*TASK TO COMPLETE*
After locating the line that contains "layer and record integer pixel coordinates.", restate it and each later line word for word through the end of the records.

*DATA FOR PROCESSING*
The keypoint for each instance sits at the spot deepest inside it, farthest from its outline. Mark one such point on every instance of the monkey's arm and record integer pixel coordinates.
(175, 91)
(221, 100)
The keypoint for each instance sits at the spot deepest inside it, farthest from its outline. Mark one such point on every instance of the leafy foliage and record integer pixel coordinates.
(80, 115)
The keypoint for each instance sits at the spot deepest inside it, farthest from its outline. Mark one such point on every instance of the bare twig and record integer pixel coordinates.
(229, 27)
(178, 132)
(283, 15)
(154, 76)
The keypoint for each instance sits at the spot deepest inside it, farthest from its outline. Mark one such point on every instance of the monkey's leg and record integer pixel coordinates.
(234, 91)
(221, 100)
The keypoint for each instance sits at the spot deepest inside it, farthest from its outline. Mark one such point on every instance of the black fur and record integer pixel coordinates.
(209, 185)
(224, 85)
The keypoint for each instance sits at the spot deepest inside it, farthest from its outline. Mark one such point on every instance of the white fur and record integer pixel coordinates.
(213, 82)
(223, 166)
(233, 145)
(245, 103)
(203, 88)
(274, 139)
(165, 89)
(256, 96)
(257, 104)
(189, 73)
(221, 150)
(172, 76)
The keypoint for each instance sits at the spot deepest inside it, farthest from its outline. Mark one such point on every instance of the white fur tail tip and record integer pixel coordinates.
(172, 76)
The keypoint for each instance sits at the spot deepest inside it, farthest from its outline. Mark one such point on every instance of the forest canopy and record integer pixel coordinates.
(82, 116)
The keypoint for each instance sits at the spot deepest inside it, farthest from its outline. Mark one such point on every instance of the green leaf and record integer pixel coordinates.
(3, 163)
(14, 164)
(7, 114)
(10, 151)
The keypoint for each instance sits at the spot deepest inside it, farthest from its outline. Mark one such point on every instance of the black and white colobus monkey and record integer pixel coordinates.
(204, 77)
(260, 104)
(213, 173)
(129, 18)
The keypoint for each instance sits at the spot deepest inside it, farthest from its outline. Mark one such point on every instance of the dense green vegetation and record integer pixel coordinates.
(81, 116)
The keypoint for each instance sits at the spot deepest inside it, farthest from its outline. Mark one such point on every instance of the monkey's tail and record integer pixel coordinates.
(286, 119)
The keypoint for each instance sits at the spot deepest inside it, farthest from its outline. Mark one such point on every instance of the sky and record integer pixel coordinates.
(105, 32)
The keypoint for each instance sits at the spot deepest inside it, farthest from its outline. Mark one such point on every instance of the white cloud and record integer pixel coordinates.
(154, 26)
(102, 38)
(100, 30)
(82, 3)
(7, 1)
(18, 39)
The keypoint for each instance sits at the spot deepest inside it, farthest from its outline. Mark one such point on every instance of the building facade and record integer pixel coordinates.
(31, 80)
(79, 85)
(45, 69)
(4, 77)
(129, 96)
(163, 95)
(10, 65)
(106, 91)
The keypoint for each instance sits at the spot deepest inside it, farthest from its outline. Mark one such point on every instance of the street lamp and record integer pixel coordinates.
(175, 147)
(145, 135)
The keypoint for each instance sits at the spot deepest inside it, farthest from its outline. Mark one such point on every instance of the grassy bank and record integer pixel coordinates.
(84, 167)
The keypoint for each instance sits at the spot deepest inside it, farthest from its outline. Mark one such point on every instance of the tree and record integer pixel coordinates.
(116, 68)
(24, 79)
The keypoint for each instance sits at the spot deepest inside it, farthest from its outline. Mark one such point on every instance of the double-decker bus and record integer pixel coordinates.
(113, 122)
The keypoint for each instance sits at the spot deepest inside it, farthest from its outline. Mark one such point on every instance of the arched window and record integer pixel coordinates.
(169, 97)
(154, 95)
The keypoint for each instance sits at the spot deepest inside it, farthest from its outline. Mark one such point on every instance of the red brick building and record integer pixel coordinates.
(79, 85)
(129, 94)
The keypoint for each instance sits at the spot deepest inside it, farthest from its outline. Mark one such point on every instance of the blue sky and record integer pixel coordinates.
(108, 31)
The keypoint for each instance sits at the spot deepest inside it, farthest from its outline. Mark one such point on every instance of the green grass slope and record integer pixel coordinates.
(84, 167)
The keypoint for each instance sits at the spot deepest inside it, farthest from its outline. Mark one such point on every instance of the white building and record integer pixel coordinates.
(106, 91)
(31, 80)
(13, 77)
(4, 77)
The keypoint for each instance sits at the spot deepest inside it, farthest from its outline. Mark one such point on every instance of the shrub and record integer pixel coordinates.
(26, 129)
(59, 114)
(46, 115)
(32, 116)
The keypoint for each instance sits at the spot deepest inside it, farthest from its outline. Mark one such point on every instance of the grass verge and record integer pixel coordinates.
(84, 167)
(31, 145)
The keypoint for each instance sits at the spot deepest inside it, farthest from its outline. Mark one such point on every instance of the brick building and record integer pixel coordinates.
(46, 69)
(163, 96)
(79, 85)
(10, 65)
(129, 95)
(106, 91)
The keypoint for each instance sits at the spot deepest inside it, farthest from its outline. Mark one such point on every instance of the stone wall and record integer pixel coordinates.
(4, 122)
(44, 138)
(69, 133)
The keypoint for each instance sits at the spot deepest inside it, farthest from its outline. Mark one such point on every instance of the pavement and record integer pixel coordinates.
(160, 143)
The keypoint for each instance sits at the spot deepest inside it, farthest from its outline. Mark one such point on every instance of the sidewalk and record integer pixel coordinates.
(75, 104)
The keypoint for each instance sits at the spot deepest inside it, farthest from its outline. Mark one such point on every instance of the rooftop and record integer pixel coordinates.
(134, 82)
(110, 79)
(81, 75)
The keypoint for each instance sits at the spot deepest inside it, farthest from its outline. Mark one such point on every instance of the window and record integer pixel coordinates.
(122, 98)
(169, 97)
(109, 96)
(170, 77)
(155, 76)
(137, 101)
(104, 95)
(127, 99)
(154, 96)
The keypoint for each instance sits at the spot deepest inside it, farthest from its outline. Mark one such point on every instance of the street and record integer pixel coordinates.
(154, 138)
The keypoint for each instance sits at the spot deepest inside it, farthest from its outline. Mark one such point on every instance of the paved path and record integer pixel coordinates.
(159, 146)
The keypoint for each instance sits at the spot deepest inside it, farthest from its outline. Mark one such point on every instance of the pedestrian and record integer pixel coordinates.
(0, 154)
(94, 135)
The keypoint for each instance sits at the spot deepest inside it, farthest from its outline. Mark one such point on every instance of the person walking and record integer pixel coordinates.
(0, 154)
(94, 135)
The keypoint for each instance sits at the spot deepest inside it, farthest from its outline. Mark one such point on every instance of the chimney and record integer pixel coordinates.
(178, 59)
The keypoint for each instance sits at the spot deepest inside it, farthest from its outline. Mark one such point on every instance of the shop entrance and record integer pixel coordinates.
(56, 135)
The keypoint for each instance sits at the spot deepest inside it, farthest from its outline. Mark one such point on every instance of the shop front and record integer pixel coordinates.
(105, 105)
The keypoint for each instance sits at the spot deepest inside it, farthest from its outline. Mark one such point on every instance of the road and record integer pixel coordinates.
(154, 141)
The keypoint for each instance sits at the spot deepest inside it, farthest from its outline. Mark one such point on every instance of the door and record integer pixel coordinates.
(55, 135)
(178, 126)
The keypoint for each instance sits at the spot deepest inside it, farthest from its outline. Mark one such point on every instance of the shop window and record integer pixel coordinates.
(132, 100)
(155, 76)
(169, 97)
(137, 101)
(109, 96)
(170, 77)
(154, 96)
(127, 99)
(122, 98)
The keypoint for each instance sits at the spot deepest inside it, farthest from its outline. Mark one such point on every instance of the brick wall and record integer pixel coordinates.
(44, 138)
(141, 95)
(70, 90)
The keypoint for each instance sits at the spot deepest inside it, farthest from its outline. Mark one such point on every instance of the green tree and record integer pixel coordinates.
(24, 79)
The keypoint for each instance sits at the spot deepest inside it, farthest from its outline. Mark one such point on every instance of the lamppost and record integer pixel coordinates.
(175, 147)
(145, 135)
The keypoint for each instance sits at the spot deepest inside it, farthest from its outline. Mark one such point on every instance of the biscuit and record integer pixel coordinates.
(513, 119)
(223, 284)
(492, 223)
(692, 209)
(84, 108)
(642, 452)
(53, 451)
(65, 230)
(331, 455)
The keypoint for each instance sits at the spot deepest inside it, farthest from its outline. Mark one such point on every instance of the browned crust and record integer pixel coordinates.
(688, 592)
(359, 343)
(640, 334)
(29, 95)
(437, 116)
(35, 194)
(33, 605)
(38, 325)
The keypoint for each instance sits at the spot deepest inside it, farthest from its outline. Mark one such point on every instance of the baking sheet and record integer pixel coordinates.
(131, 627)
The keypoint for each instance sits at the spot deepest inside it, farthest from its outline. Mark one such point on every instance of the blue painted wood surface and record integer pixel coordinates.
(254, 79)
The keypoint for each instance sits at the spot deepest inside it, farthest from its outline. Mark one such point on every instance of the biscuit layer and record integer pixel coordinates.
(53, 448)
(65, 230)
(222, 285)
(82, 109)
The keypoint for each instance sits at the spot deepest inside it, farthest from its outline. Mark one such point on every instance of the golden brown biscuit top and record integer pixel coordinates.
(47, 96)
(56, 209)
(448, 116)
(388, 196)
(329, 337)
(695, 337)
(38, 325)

*ANSWER TO THIS EXERCISE*
The keypoint for each instance sits at the spot deepest inside it, farthest from its outline. Mark one such point on every instance of the biscuit layer and record integer pixel coordinates.
(53, 448)
(65, 230)
(222, 285)
(82, 109)
The keypoint for each instance sits at the spot deepest inside it, farthest from its outline. Mark one such point on every instance of the golden brown biscuit top and record integer pixel coordinates.
(47, 96)
(56, 209)
(448, 116)
(388, 196)
(329, 337)
(695, 337)
(38, 325)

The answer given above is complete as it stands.